_PROBLEM TO SOLVE_:
Only an exact reprint of all the data is acceptable.
MATERIAL PROVIDED: Begin
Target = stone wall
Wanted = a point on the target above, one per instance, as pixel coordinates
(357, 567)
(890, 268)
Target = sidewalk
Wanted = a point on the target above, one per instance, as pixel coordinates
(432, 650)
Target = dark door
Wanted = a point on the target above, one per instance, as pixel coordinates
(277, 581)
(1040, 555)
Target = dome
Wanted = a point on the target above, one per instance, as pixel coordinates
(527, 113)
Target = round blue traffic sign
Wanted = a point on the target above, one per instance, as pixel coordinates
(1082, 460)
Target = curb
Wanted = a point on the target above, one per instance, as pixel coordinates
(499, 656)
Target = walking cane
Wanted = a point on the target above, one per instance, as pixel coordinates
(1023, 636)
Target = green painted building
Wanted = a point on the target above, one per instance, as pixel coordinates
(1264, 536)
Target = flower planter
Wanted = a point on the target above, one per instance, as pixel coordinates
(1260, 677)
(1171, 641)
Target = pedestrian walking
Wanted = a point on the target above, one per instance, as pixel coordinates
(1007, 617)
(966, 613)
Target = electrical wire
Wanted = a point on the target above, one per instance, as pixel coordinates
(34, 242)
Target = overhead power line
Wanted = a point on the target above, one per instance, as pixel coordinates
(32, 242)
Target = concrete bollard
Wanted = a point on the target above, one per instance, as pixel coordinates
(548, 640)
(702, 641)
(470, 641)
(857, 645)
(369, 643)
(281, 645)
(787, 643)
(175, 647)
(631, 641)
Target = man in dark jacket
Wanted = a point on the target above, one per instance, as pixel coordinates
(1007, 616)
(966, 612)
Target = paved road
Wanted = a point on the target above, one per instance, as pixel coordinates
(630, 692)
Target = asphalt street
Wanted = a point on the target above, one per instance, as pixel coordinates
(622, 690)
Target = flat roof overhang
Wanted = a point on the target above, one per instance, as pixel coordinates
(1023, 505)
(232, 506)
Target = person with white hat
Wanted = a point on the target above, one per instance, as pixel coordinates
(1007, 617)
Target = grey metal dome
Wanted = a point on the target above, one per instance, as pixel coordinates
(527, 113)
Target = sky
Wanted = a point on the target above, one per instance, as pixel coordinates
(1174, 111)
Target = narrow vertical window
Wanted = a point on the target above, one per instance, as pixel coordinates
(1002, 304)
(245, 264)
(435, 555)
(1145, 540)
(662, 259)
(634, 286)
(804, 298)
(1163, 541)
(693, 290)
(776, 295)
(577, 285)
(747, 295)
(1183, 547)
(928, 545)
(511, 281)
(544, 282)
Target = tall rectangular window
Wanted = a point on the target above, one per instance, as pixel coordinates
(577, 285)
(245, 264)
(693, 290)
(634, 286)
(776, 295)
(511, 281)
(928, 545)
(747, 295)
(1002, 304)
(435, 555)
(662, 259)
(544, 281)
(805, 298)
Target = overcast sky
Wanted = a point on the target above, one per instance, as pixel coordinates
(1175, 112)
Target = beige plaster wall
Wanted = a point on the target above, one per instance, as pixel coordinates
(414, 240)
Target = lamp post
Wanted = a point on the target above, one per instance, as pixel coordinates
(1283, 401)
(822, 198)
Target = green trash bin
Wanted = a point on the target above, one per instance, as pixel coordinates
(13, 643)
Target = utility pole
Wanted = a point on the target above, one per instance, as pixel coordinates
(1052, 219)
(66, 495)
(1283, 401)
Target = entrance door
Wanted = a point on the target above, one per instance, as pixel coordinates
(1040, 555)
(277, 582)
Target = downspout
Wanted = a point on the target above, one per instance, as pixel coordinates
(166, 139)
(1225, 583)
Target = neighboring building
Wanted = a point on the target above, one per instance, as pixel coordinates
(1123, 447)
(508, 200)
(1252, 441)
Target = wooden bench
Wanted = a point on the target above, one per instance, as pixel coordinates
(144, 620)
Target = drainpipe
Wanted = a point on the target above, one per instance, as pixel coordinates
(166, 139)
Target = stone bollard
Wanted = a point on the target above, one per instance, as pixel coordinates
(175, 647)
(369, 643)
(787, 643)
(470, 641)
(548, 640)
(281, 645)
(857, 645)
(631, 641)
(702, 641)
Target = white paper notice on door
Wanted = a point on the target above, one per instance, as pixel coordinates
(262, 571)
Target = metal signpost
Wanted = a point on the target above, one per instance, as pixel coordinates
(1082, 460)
MATERIAL PROVIDED: End
_SOLUTION_:
Target = stone wall
Wanted = a point on the target above, one per instance, as pixel coordinates
(357, 567)
(890, 268)
Target = sidewalk
Wanted = a point on the target above, one per instance, as pixel coordinates
(432, 650)
Target = dark door
Wanted = a point on the target above, one per instance, as pixel coordinates
(277, 581)
(1040, 555)
Target = dome
Wanted = a point on the target above, one per instance, as pixel coordinates
(527, 113)
Target = round blue traffic sign
Wanted = a point on the target above, one per instance, as pixel coordinates
(1082, 460)
Target = curb
Wanted = a point on the target above, one per instance, as pixel coordinates
(499, 656)
Target = walking cane
Wanted = a point on the target above, one per instance, as pixel coordinates
(1023, 636)
Target = green painted building
Wanted = a point on the target above, one per instance, as pixel coordinates
(1264, 536)
Target = flower planter
Wanted = a point on the target above, one per instance, as pixel coordinates
(1260, 677)
(1171, 641)
Target = pedestrian walking
Wanted = a point on the target above, one per instance, as pixel coordinates
(1007, 617)
(966, 613)
Target = electrical wire
Wanted = a point on the target above, one per instance, as pixel coordinates
(34, 242)
Target = overhead power line
Wanted = a point on the target above, one per instance, as pixel coordinates
(32, 242)
Target = concrete bollard
Wanted = a point on the target above, one per instance, as pixel coordinates
(548, 640)
(702, 641)
(470, 641)
(857, 645)
(369, 643)
(281, 645)
(787, 643)
(175, 647)
(631, 641)
Target = man in dark jacket
Wanted = a point on the target above, one per instance, as pixel coordinates
(1007, 616)
(966, 612)
Target = paved road
Wanted = a point on the target above, one per instance, as pixel coordinates
(630, 692)
Target = asphalt street
Wanted = a point on the target above, one per instance, as pixel coordinates
(622, 690)
Target = flat roof overhang
Wanted = a point on the target above, one per instance, as pixel coordinates
(1023, 505)
(232, 506)
Target = person with white hat
Wanted = a point on the target above, one per instance, as pixel coordinates
(1007, 617)
Target = grey metal dome
Wanted = a point on the target above, one per instance, as pixel coordinates
(527, 113)
Target = sky
Wanted = a point on the target above, one per instance, as pixel coordinates
(1174, 111)
Target = narrow vertical window
Wanted = a point on the target above, one per instance, as pixel coordinates
(1002, 304)
(245, 264)
(435, 555)
(1145, 540)
(662, 259)
(634, 286)
(804, 298)
(1163, 541)
(693, 290)
(776, 295)
(577, 285)
(747, 295)
(1183, 547)
(928, 545)
(511, 281)
(544, 282)
Target = tall rectangular window
Wanted = a point on the target above, one per instance, as pixel coordinates
(577, 285)
(245, 264)
(693, 290)
(634, 286)
(776, 295)
(511, 281)
(928, 545)
(747, 295)
(1002, 304)
(435, 555)
(662, 259)
(544, 281)
(805, 298)
Target = overcast sky
Wanted = a point on the target above, one per instance, as pixel coordinates
(1175, 112)
Target = beige plaster wall
Wanted = a point on the target above, one per instance, as pixel coordinates
(414, 240)
Target = lamp post
Wanted = a point on the target above, one per instance, as pixel coordinates
(1283, 401)
(822, 198)
Target = green trash bin
Wanted = a point on the target above, one per instance, as pixel coordinates
(13, 643)
Target = utility pole
Wanted = a point on the target above, one per instance, as pixel coordinates
(1052, 219)
(66, 495)
(1283, 401)
Target = entrance door
Wanted = a point on the target above, one per instance, as pixel coordinates
(1040, 555)
(277, 582)
Target = downspout
Wanted = a point on the target above, one per instance, as pixel coordinates
(166, 139)
(1225, 583)
Target = neighboring building
Wanted = a point on the target above, one per instance, as pixel coordinates
(1123, 447)
(508, 200)
(1252, 441)
Target = wooden bench
Wanted = a point on the target above, one per instance, as pixel coordinates
(144, 620)
Target = drainpipe
Wanted = a point on the target above, one per instance, as pixel coordinates
(166, 139)
Target = stone bollard
Wanted = a point on the target above, one per instance, as pixel coordinates
(175, 647)
(369, 643)
(787, 643)
(470, 641)
(548, 640)
(281, 645)
(857, 645)
(631, 641)
(702, 641)
Target = white paper notice on door
Wanted = a point on the target above, one per instance, as pixel coordinates
(262, 571)
Target = metal signpost
Wanted = a point on the target above, one per instance, as pixel coordinates
(1082, 460)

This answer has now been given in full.